--- Text block ---

And again, any of us who have been with someone for a long time, we’ve experienced that to some degree. And so in the case of, your project and okay, you wanted to use this domain shit, the domain has taken, okay that’s an obstacle that, again, if it’s me, I don’t look at that as. Am I getting in my own way?

Am I through how I’m conducting myself? Am I causing myself unnecessary problems? To me, I would just look at that as, ah, this is part of the game. And like you said, I think that’s a good point of maybe I should have done a bit more research before I put a lot of time into a domain that isn’t available.

Also, I don’t know if you’ve looked into this, but many domains are for sale, even if they’re not listed for sale. So you can pull up the, who is information, you can get a contact, you could reach out and see if you could buy it as well. 

Brannen: Yeah. I’ve seen that through through my work since then.

--- Data extract ---

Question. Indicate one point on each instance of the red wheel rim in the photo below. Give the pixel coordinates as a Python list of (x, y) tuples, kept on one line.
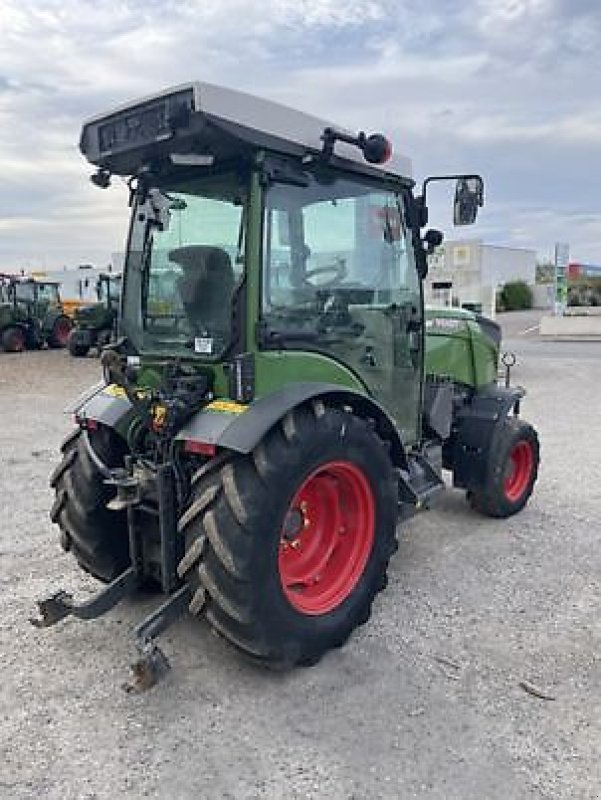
[(521, 463), (327, 538), (62, 329)]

---

* **Set task 1**
Please retype the domain transcript word for word, starting at "Am I through" and ending at "that isn’t available.".
* **Set task 2**
In the domain transcript, how does the speaker say he would look at finding that the domain was taken?
* **Set task 3**
List the steps the domain transcript gives for trying to buy a domain that is not listed for sale.

* **Full answer 1**
Am I through how I’m conducting myself? Am I causing myself unnecessary problems? To me, I would just look at that as, ah, this is part of the game. And like you said, I think that’s a good point of maybe I should have done a bit more research before I put a lot of time into a domain that isn’t available.

* **Full answer 2**
As part of the game.

* **Full answer 3**
- Pull up the who is information.
- Get a contact.
- Reach out and see if you could buy it.